**Page text**
==================================================
Single by Dafina Zeqiri
- Language: Albanian
- Released: 20 August 2020
- Length: 2:49
- Label: Bzzz Entertainment; Moneyz;
- Songwriters: Dafina Zeqiri; Elinel;
- Producer: Deard Sylejmani

Dafina Zeqiri singles chronology
| "Aman" (2020) | "Million $" (2020) | "Zili Zili" (2020) |

Music video
- "Million $" on YouTube

= Million $ =

2020 single by Dafina Zeqiri

"Million $" (/ˈmɪljənˈdɒlə/) is a song by Kosovar singer Dafina Zeqiri released as a single on 20 August 2020 by Bzzz Entertainment and Moneyz. "Million $" was written by Zeqiri and Albanian singer and songwriter Elinel. It was mastered, mixed and produced by Albanian producer Deard Sylejmani. An official music video was uploaded simultaneously with the single's release onto YouTube. The single experienced commercial success and peaked at number 20 in Albania and 82 in Switzerland.

== Background and composition ==

Running two minutes and forty-nine seconds, "Million $" was written by Albanian singer and songwriter Elinel alongside Zeqiri, who was also credited for the composition. Albanian producer Deard Sylejmani handled the producing, mastering and mixing process of "Million $". The Albanian-language song was announced during a social media post by Zeqiri in July 2020 and revealed the single's name to be "Million $". Its release for digital download and streaming followed on 20 August 2020 and was conducted by Bzzz Entertainment and Moneyz.
==================================================
**Collected material**

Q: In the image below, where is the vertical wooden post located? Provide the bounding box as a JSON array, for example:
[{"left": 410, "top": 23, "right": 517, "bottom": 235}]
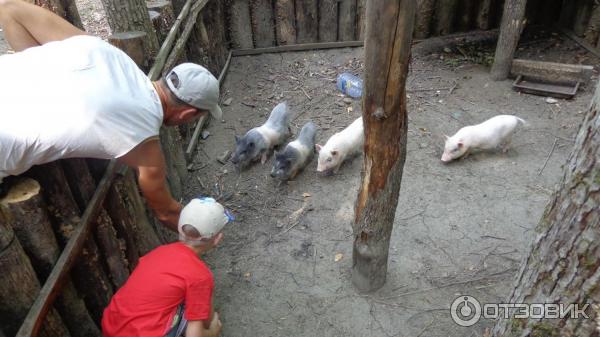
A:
==================================================
**Task requirements**
1. In the article on "Million $", switch "simultaneously" to "at the same time" and give the passage from "2020 single by" to "82 in Switzerland." again.
2. According to the article on "Million $", when did Zeqiri announce the song on social media?
3. Extend the article on "Million $" by continuing it from its last sentence.

**Expected outputs**
1.
2020 single by Dafina Zeqiri

"Million $" (/ˈmɪljənˈdɒlə/) is a song by Kosovar singer Dafina Zeqiri released as a single on 20 August 2020 by Bzzz Entertainment and Moneyz. "Million $" was written by Zeqiri and Albanian singer and songwriter Elinel. It was mastered, mixed and produced by Albanian producer Deard Sylejmani. An official music video was uploaded at the same time with the single's release onto YouTube. The single experienced commercial success and peaked at number 20 in Albania and 82 in Switzerland.

2. July 2020.

3.
== Music video ==

An accompanying music video for "Million $" was uploaded to the official YouTube channel of Dafina Zeqiri on 20 August 2020 at 23:11 (CET). It features scenes of Dafina Zeqiri and three fellow women wearing outfits inspired by and adapted to Albanian culture. Upon its release, the music video was praised by critics. An editor of Revista Who praised Zeqiri's fashion as well as the incorporation of modern and traditional Albanian elements.

== Personnel ==

Credits adapted from Tidal and YouTube.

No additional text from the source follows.